| Ejercicio 1 |
Toma de las entradas todas las líneas desde la que contiene "Detect all occurrences of chain" hasta la que contiene "[5,299,64,340]", ambas incluidas, sin contar las líneas en blanco. Preséntalas como tabla Markdown con la columna "Fila" para el número de fila y la columna "Contenido" para la línea.

| Texto de lectura |

◇ ◇ ◇ ◇

No; no puedo dormir. Pero en cambio puedo soñar; soñar voluntariamente, despierto. […] Es cierto que no trae descanso verdadero a la mente ni al cuerpo; en la mente se forma un estado pasivo de alerta, un espectador que al mismo tiempo es actor de la obra que se va a representar; pero el espectador ignora el argumento y asimismo lo ignora el actor, y el escenario es infinito.

 

La narrativa del montevideano es inclasificable. Su prosa es límpida, ajena a los artilugios. Las atmósferas de sus libros carecen de estructuras preconcebidas y fluyen a partir de la libre asociación de ideas, el método por antonomasia de los surrealistas. El automatismo es la pauta con la que se enhebran los acontecimientos en las tres novelas que conforman La trilogía involuntaria.

 

*

 

En la primera parte de la triada, La ciudad (1966), un personaje que no posee nombre narra en primera persona su llegada a un pueblo fantasmal, en el final de las pampas. La ubicación no se precisa ni la época; es como si Joseph K. hubiera llegado a Comala.

 

En el villorrio se levantan una decena de casas destartaladas, un bar, una zapatería y un quiosco. Todas las edificaciones circundan a una desproporcionada gasolinera, cuya presencia constituye el límite del absurdo, porque al lugar no llegan vehículos.

 

Las presencias —¿personas?— que rodean al narrador son difusas. Están apenas delineadas y adquieren una consistencia frenética. Es el caso de Giménez y Ana, los únicos personajes que disponen de nombre propio. Ana es una mujer escurridiza que vive en los suburbios, en un caserón empobrecido por donde corren y reptan sus innumerables hijos. La relación del narrador con la mujer es ambigua, producto de un deseo insatisfecho que está mediado por el asco y la curiosidad. Giménez, por su parte, es el único empleado de la gasolinera. Es un hombre fofo que no le teme a nada, está atrapado en un trabajo inútil, y no tiene reparos en considerar al pueblucho una ciudad. A pesar de su pasividad, es un músico virtuoso capaz de tocar de memoria las obras de Bach.

 

La lectura de La ciudad es una experiencia asfixiante, visceral.

 

“Desde la primera línea de este libro singular —dice Antonio Muñoz Molina en el prólogo del libro— uno ya está plenamente instalado en el desasosiego: todo lo que se cuenta es vívido y preciso, pero también es abstracto, e intuimos que posee una lógica oculta, pero en apariencia los hechos y los lugares no se organizan en un sentido previsible: la sensación es muy parecida a la que tenemos en algunos sueños”.

◇ ◇ ◇ ◇

| Datos del ejercicio |
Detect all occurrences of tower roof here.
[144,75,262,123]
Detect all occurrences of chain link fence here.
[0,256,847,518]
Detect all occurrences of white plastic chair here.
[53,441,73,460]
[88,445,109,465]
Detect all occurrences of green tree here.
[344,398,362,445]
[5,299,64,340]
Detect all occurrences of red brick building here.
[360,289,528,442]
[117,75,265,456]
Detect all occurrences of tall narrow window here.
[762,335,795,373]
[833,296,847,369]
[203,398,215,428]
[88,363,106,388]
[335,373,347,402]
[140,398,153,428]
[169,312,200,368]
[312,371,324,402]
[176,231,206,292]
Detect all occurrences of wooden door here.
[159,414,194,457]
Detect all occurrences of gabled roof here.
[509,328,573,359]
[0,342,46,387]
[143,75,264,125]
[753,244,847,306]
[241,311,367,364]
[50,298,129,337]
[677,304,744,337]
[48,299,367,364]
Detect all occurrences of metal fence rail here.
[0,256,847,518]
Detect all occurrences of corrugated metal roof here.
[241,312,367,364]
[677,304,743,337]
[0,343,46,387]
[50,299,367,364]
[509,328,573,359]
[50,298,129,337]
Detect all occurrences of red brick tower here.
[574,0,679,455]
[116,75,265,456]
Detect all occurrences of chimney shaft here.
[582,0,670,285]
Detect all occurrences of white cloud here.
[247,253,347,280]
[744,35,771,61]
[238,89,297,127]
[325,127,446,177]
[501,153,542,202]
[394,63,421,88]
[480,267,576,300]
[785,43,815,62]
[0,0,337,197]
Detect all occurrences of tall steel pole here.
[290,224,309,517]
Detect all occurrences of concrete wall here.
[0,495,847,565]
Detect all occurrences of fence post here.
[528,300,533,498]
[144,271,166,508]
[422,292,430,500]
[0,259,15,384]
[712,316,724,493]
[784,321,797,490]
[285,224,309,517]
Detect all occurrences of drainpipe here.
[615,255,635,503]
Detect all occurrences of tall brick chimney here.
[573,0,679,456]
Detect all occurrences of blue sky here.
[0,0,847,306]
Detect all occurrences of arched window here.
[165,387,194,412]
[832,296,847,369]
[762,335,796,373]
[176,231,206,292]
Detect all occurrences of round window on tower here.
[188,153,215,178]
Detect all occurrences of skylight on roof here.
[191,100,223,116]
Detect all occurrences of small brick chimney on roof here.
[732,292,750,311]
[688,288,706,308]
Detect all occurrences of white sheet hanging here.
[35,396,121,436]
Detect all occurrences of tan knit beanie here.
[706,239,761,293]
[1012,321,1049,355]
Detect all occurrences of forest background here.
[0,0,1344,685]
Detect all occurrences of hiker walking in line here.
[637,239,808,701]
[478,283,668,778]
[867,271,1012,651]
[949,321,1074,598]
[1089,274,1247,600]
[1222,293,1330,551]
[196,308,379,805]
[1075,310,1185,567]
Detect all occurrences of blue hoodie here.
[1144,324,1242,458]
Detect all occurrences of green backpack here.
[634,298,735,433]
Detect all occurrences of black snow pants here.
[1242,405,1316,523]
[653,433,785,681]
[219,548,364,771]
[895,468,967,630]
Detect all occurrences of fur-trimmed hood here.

◇ ◇ ◇ ◇

| Ejercicio 2 |
Reescribe el tramo del texto de lectura que va desde "No; no puedo" hasta "escenario es infinito.", y sustituye "espectador" por "observador".

| Respuesta del ejercicio 1 |
| Fila | Contenido |
|---|---|
| 1 | Detect all occurrences of chain link fence here. |
| 2 | [0,256,847,518] |
| 3 | Detect all occurrences of white plastic chair here. |
| 4 | [53,441,73,460] |
| 5 | [88,445,109,465] |
| 6 | Detect all occurrences of green tree here. |
| 7 | [344,398,362,445] |
| 8 | [5,299,64,340] |

| Respuesta del ejercicio 2 |
No; no puedo dormir. Pero en cambio puedo soñar; soñar voluntariamente, despierto. […] Es cierto que no trae descanso verdadero a la mente ni al cuerpo; en la mente se forma un estado pasivo de alerta, un observador que al mismo tiempo es actor de la obra que se va a representar; pero el observador ignora el argumento y asimismo lo ignora el actor, y el escenario es infinito.